How FS Bancorp, Inc. May Withstand Market Changes
Clearly, inflation is not a friend of FS Bancorp, Inc. We can see how it drops and rebounds in line with inflation changes. If the lull continues, it may keep decreasing to pre-pandemic levels in the following years. Meanwhile, I expect interest rates to keep increasing this year. The Fed must remain conservative to stabilize inflation further. But I also expect its increments and peak to be lower than anticipated. The same goes for mortgage rates. Their trends may become uniform. With the faster inflation drop, I expect higher returns for mortgage lenders and brokers. When interest rates cool down, there may also be more loan demand and stable deposit costs. It matches with its acquisition of several COLB branches.
More importantly, I don’t think the current property market trend will lead to a crash affecting FSBW. Other factors must be considered despite the cooling of property sales. Property inventories remain low to meet the current market demand. Let’s face it, property builders have not fully ramped up since the 2007 market crash. Demographic changes with stable unemployment may also open opportunities. Also, strict lending standards can help lower foreclosures of commercial and personal properties.

--- Tasks for this exercise ---
A) Answer these from the FS Bancorp passage:
(i) What does the writer expect interest rates to do this year?
(ii) Since what event have property builders not fully ramped up?
(iii) What can strict lending standards help lower?
B) Echo the FS Bancorp passage word for word, from "More importantly, I" up to and including "and personal properties.".

--- Data extract ---
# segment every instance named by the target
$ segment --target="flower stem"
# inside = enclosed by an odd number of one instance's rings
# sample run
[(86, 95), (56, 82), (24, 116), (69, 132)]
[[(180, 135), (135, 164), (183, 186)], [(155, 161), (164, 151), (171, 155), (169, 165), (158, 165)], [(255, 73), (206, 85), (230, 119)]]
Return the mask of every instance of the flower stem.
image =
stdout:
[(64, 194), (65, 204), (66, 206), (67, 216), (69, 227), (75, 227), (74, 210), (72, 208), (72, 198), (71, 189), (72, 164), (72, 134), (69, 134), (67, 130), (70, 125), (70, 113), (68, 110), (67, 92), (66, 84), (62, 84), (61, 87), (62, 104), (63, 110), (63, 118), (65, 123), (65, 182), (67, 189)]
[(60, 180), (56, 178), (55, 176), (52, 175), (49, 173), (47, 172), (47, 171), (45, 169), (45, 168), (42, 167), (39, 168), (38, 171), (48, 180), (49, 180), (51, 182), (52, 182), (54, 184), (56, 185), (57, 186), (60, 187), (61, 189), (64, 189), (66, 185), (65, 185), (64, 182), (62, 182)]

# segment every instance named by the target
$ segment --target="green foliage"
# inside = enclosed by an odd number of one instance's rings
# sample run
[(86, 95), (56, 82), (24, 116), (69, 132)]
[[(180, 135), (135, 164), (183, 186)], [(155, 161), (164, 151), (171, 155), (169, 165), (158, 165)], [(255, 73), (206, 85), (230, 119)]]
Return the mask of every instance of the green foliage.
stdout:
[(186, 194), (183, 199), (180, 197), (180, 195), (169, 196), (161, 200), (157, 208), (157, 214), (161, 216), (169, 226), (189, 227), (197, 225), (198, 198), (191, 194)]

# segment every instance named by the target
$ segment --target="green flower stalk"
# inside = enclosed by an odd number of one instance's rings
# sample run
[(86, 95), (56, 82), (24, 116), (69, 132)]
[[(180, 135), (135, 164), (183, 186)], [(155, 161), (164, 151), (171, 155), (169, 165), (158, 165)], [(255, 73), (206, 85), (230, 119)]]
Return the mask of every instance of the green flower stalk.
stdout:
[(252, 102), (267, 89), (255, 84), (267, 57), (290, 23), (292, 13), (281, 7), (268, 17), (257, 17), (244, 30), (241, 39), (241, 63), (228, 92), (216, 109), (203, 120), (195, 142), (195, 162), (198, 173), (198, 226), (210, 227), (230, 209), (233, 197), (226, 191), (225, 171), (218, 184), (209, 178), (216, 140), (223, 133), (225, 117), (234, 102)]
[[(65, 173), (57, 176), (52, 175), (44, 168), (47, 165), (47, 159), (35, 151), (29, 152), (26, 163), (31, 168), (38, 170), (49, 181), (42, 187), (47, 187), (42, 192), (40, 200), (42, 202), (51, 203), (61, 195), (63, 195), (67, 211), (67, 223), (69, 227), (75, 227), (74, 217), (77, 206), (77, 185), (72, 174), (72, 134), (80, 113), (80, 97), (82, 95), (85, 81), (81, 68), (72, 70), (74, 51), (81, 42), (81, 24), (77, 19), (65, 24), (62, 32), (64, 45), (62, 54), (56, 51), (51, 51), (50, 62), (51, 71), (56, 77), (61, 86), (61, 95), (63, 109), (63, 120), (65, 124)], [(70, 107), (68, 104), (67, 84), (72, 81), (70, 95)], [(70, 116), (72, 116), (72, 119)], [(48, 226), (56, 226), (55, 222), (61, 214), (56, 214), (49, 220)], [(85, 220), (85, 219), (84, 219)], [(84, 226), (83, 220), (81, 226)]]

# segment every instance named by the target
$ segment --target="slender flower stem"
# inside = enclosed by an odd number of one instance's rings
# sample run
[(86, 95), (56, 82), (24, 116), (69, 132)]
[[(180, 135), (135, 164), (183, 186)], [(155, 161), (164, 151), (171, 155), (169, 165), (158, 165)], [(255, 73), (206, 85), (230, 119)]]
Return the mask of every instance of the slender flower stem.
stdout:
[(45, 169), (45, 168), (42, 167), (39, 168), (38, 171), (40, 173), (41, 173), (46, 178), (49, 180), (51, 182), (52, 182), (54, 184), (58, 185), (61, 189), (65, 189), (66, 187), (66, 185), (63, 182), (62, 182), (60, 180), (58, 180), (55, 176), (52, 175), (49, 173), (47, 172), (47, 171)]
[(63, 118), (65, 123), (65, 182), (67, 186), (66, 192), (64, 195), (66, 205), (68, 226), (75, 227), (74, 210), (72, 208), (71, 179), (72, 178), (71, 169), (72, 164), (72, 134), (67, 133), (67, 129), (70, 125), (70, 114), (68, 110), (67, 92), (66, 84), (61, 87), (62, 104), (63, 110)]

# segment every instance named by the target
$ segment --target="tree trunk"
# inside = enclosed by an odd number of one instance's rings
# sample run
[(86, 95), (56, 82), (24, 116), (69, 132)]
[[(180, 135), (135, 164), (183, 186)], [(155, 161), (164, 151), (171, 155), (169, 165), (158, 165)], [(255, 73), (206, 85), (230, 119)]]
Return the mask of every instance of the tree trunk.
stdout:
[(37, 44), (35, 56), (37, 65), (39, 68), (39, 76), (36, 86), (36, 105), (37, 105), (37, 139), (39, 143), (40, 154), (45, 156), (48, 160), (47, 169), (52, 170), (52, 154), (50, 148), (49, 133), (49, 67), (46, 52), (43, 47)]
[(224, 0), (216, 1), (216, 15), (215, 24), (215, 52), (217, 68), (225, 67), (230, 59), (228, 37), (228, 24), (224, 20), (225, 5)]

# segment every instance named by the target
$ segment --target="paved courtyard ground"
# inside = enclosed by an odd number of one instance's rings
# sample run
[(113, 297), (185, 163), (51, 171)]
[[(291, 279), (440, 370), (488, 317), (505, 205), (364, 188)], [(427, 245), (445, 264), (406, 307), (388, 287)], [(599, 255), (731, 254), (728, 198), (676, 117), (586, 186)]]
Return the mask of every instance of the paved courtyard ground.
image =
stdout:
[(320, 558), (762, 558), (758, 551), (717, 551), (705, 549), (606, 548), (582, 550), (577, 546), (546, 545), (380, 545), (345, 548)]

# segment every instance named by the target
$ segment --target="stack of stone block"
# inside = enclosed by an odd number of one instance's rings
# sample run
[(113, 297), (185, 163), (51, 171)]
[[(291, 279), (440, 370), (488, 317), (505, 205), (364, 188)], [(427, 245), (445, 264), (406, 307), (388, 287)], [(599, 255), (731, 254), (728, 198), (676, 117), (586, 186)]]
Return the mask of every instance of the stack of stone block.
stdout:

--- Task solutions ---
A)
(i) Keep increasing.
(ii) The 2007 market crash.
(iii) Foreclosures of commercial and personal properties.

B)
More importantly, I don’t think the current property market trend will lead to a crash affecting FSBW. Other factors must be considered despite the cooling of property sales. Property inventories remain low to meet the current market demand. Let’s face it, property builders have not fully ramped up since the 2007 market crash. Demographic changes with stable unemployment may also open opportunities. Also, strict lending standards can help lower foreclosures of commercial and personal properties.